_What is required:_
Repeat back the listing below, word for word and in full.

_Supplied data:_

════

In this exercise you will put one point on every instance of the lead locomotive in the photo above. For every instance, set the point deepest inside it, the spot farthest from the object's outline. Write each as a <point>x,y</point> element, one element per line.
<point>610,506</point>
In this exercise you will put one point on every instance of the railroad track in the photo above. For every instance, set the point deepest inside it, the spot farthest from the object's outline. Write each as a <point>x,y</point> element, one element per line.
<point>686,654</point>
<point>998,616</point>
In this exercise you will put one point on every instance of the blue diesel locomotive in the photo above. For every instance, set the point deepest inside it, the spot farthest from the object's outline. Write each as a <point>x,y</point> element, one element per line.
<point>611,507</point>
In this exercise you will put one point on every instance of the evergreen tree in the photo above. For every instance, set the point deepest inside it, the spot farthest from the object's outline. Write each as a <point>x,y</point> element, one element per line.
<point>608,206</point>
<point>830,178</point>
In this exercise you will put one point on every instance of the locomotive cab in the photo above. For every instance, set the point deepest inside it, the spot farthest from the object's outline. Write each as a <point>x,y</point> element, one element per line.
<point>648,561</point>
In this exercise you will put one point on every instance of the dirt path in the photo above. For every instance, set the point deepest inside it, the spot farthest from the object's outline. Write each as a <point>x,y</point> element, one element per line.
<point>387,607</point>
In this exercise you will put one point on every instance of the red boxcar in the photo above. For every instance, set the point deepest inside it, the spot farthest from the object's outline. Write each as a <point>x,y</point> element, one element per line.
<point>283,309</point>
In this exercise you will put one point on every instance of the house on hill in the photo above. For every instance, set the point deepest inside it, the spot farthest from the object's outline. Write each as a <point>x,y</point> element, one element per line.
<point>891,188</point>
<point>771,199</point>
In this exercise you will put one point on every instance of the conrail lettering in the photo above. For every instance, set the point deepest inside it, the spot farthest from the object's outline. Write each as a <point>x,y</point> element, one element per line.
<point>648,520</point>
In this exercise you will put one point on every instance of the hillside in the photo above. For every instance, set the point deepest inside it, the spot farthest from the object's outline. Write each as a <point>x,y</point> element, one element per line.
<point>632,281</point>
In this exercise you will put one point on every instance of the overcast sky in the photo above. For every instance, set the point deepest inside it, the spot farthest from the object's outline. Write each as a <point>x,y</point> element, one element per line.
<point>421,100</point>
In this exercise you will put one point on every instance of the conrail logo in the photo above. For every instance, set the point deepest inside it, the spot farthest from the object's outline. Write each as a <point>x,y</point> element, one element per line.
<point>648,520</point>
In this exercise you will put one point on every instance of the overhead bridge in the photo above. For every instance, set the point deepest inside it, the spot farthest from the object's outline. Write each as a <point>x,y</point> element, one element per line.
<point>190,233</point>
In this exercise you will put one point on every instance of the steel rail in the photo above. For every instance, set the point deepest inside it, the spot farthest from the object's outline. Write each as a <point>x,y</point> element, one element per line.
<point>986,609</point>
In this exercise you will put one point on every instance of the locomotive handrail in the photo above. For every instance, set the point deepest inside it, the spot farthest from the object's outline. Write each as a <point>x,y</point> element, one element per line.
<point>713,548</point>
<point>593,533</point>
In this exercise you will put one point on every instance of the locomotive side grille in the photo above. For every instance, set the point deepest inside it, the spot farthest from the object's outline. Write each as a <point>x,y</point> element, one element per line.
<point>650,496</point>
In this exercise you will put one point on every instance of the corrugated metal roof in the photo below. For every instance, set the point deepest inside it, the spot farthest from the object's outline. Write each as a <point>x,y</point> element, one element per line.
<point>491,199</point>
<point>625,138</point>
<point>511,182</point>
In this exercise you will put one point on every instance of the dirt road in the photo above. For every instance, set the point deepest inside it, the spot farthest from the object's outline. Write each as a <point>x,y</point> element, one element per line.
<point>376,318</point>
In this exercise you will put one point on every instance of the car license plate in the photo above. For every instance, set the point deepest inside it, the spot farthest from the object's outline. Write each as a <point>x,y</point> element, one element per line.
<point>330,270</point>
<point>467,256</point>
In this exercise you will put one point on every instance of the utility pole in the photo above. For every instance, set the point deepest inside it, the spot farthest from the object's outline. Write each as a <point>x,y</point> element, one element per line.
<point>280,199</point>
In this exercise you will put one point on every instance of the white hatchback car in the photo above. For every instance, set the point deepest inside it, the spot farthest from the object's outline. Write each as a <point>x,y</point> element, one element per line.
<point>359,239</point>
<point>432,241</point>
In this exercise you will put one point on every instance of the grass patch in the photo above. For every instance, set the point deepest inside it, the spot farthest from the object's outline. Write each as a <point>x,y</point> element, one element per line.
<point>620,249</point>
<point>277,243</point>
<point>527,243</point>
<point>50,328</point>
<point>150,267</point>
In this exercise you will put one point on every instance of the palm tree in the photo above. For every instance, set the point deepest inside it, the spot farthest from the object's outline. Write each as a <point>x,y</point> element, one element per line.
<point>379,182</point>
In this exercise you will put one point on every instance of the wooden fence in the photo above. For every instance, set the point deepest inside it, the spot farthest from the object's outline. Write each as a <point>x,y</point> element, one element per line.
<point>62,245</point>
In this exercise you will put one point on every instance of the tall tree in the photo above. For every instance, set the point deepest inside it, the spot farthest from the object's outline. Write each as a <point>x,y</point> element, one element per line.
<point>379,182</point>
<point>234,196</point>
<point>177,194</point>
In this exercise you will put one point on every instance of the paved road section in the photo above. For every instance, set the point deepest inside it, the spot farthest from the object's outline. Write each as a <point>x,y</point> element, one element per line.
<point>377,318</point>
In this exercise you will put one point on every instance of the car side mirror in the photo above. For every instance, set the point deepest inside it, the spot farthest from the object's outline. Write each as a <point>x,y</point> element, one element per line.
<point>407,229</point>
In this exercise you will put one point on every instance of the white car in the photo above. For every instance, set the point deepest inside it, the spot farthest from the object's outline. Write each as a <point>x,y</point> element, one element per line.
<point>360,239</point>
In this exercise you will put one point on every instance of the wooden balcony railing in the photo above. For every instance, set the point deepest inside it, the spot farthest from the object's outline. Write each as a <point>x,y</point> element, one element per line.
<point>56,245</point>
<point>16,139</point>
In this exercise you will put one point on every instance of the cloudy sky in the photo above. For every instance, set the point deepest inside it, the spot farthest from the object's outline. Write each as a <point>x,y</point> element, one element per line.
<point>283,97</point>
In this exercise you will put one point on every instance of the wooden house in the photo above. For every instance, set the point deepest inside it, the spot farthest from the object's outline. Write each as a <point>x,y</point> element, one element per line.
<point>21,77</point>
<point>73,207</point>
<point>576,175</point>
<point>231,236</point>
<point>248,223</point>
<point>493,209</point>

════

_Solution for this task:_
In this exercise you will put one point on every instance of the lead locomotive in the photo above. For every instance, set the point deepest inside it, the spot farthest from the object's outline. Write each as a <point>x,y</point> element, one element per line.
<point>610,506</point>
In this exercise you will put one point on every instance of the railroad track in the photo above. For every instance, set the point deepest inside it, the spot farthest from the object's outline. Write each as a <point>x,y</point> element, one element per line.
<point>686,654</point>
<point>998,616</point>
In this exercise you will put one point on every instance of the blue diesel locomotive in the photo above. For every instance, set the point deepest inside it, the spot farthest from the object's outline. Write each as a <point>x,y</point> element, one element per line.
<point>611,507</point>
In this exercise you will put one point on every instance of the evergreen tree in the photo above. For every instance, set the point deepest inside it, the spot farthest from the object's outline. Write each as a <point>x,y</point> element, one element per line.
<point>608,206</point>
<point>830,178</point>
In this exercise you will put one point on every instance of the locomotive cab in the photo above. For every instance, set the point deepest inside it, the spot farthest from the object's outline. Write each as a <point>x,y</point> element, one element per line.
<point>648,561</point>
In this exercise you will put one point on every instance of the dirt path in the photo above. For every instance, set the point deepest inside it, the spot farthest from the object's outline. Write each as a <point>x,y</point> element, one element per line.
<point>387,607</point>
In this exercise you will put one point on every instance of the red boxcar in the photo above. For every instance, set the point deepest inside it, the spot farthest from the object's outline. Write each as a <point>x,y</point> element, one element per line.
<point>283,309</point>
In this exercise you will put one point on every instance of the house on hill in the photo above. For every instance, set the point deepest inside it, the spot farthest from the object's outline. Write each as a <point>x,y</point> element, one element per line.
<point>891,188</point>
<point>771,199</point>
In this exercise you will put one point on every instance of the conrail lettering in the photo above. For every instance, set the point deepest inside it, the spot farthest from the object's outline. Write each as a <point>x,y</point> element, one element per line.
<point>648,520</point>
In this exercise you will put one point on every instance of the hillside in the photo above. For every instance, set the point deepest inside it, the spot farthest from the object's outline. Write each as a <point>x,y</point> element, one element per line.
<point>632,281</point>
In this exercise you will put one point on every instance of the overcast sky in the photo above. For every instance, set the point deepest inside it, the spot farthest from the object's outline. Write each as a <point>x,y</point> element, one element per line.
<point>421,100</point>
In this exercise you will put one point on every instance of the conrail logo in the photo above. For every instance, set the point deepest inside it, the spot farthest from the object's outline. Write each as a <point>x,y</point> element, one element per line.
<point>648,520</point>
In this exercise you will put one point on every instance of the overhead bridge in the photo above. For every instance, set the point deepest inside it, the spot farthest from the object's outline. Write each as a <point>x,y</point> element, one element per line.
<point>190,233</point>
In this exercise you will put one point on every instance of the steel rail in the photo above. For every instance, set the point deepest inside it, the spot farthest from the object's outline. Write each as a <point>x,y</point> element, one element per line.
<point>986,609</point>
In this exercise you will put one point on every instance of the locomotive handrail in the photo above. For every instance, set the point deepest inside it, the spot farthest from the object's outline. Write each as a <point>x,y</point> element, one element per line.
<point>713,548</point>
<point>593,533</point>
In this exercise you will put one point on every instance of the locomotive side grille in the photo above. For every instance, set the point deepest inside it, the spot farthest from the object's outline. Write each as a <point>x,y</point> element, one element per line.
<point>650,496</point>
In this exercise you will put one point on every instance of the corrugated metal roof in the photo below. For every instance, set the point deepest inside it, the spot farthest from the object's outline. Write each as a <point>x,y</point> element, one element per line.
<point>491,199</point>
<point>625,138</point>
<point>511,182</point>
In this exercise you will put one point on every instance of the dirt road in the photo above. For every instance, set the point deepest inside it, the spot farthest from the object's outline. Write each as a <point>x,y</point> element, one element per line.
<point>376,318</point>
In this exercise you will put one point on every instance of the car license plate in the photo above. For every instance, set the point deepest inside it, the spot farthest from the object's outline. Write each as a <point>x,y</point> element, one element per line.
<point>330,270</point>
<point>467,256</point>
In this exercise you will put one point on every instance of the utility pole in the photo above. For every instance, set the point deepest inside it, the spot farthest from the object's outline. Write each as a <point>x,y</point> element, one element per line.
<point>280,199</point>
In this exercise you will put one point on every instance of the white hatchback car in the photo above. For every instance, set the point deepest inside it, the spot farthest from the object's outline. Write each as a <point>x,y</point> element, one element per line.
<point>359,239</point>
<point>432,241</point>
In this exercise you will put one point on every instance of the grass patch in the photo above. For every instance, set the point deepest inside it, the spot farthest from the object's outline. Write each as a <point>x,y</point> element, one element per line.
<point>620,249</point>
<point>277,243</point>
<point>527,243</point>
<point>50,328</point>
<point>150,267</point>
In this exercise you will put one point on every instance of the palm tree in the photo above. For every instance, set the point deepest inside it, the spot farthest from the object's outline. Write each as a <point>x,y</point> element, one element per line.
<point>379,182</point>
In this exercise you will put one point on every instance of the wooden fence in the photo above. For every instance, set the point deepest inside it, the spot farthest from the object's outline. Write each as a <point>x,y</point> element, one element per line.
<point>62,245</point>
In this exercise you will put one point on every instance of the tall tree in the photo above. For every instance, set the point deepest inside it, the spot farthest from the object's outline. Write each as a <point>x,y</point> element, one element per line.
<point>379,182</point>
<point>234,196</point>
<point>177,194</point>
In this exercise you will put one point on every instance of the paved road section in the photo above. For every instance, set the point deepest inside it, the spot farthest from the object's outline. Write each as a <point>x,y</point> element, one element per line.
<point>377,318</point>
In this exercise you will put one point on every instance of the car side mirror in the photo above. For every instance, set the point deepest inside it, the spot farthest from the object's outline. Write each as a <point>x,y</point> element, one element per line.
<point>407,229</point>
In this exercise you will put one point on every instance of the white car in the photo above. For every instance, set the point deepest inside it, the spot farthest from the object's outline. Write each as a <point>x,y</point> element, one element per line.
<point>360,239</point>
In this exercise you will put one point on every instance of the wooden balcony railing in the photo above. For every instance, set the point deepest inside it, the spot farthest from the object's outline. Write each as a <point>x,y</point> element, one element per line.
<point>56,245</point>
<point>16,139</point>
In this exercise you will put one point on every instance of the cloudy sky in the photo above. For every instance, set the point deepest inside it, the spot farthest from the object's outline. Write each as a <point>x,y</point> element, one element per line.
<point>283,97</point>
In this exercise you will put one point on every instance of the wooden house in the photo above. For every instance, set the point deepest inside it, the spot farthest from the object's outline. Write each as a <point>x,y</point> element, one element per line.
<point>21,77</point>
<point>73,207</point>
<point>576,175</point>
<point>231,236</point>
<point>248,223</point>
<point>493,209</point>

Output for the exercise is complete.